──────── PROVIDED RECORDS ────────
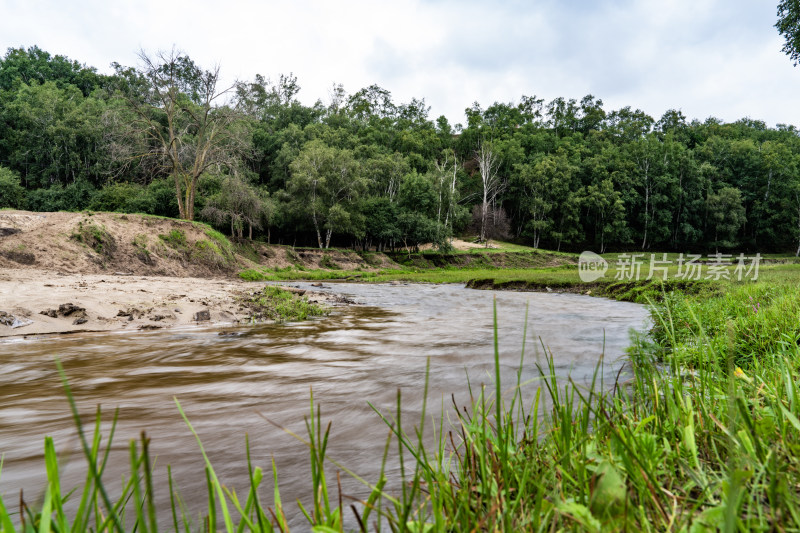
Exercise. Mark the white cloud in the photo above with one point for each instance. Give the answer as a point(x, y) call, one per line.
point(707, 57)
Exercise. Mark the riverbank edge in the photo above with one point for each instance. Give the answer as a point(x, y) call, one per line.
point(637, 291)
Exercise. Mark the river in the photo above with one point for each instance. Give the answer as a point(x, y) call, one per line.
point(230, 384)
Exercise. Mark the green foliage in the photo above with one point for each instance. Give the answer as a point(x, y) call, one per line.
point(123, 198)
point(372, 173)
point(328, 262)
point(176, 238)
point(280, 305)
point(12, 194)
point(667, 446)
point(95, 237)
point(76, 196)
point(742, 324)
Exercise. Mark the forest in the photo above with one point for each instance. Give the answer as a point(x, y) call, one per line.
point(166, 138)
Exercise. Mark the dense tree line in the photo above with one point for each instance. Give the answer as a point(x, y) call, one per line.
point(165, 138)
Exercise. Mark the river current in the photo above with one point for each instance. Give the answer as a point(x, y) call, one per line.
point(231, 381)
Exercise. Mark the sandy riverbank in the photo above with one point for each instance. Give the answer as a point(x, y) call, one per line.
point(56, 302)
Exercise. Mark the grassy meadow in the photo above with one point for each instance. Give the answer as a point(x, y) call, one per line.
point(701, 434)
────────
### PROMPT
Retype the data above exactly; pictures are not part of the copy.

### SOLUTION FOR THIS TASK
Exercise. Mark the white cloud in the photo above with one point for each instance. Give the answer as a point(x, y) call, one per line.
point(707, 57)
Exercise. Mark the riverbank edge in the photo above with one point for each instance. Give the answer as a point(x, y) call, one per line.
point(637, 291)
Exercise. Mark the river in the photo above with one point for each instance. Give the answer as a point(x, y) call, one per line.
point(230, 384)
Exercise. Mark the green foliage in the photo above with one point for each instance. Give the answer as a point(x, y) call, one per line.
point(123, 198)
point(372, 173)
point(328, 262)
point(176, 238)
point(280, 305)
point(12, 194)
point(667, 446)
point(95, 237)
point(76, 196)
point(742, 324)
Exercise. Mark the forest in the photo above with one point for each instance. Give the answer as a point(x, y) call, one per line.
point(166, 138)
Exercise. Mark the dense tree line in the photo above with one point for each instance. Give the answer as a point(x, y) call, one per line.
point(165, 138)
Exercise. Mark the river current in the photo above with one point for each instance. Give the answer as a point(x, y) call, one per line.
point(231, 381)
Exercise. Mark the sandy riverbank in the photo above with one point for each instance. Give the answer as a point(x, y) call, one per line.
point(56, 302)
Exercise. Mark the grassy meadow in the photo above with one point for each instance. Give the answer as a point(x, y) call, one per line.
point(701, 434)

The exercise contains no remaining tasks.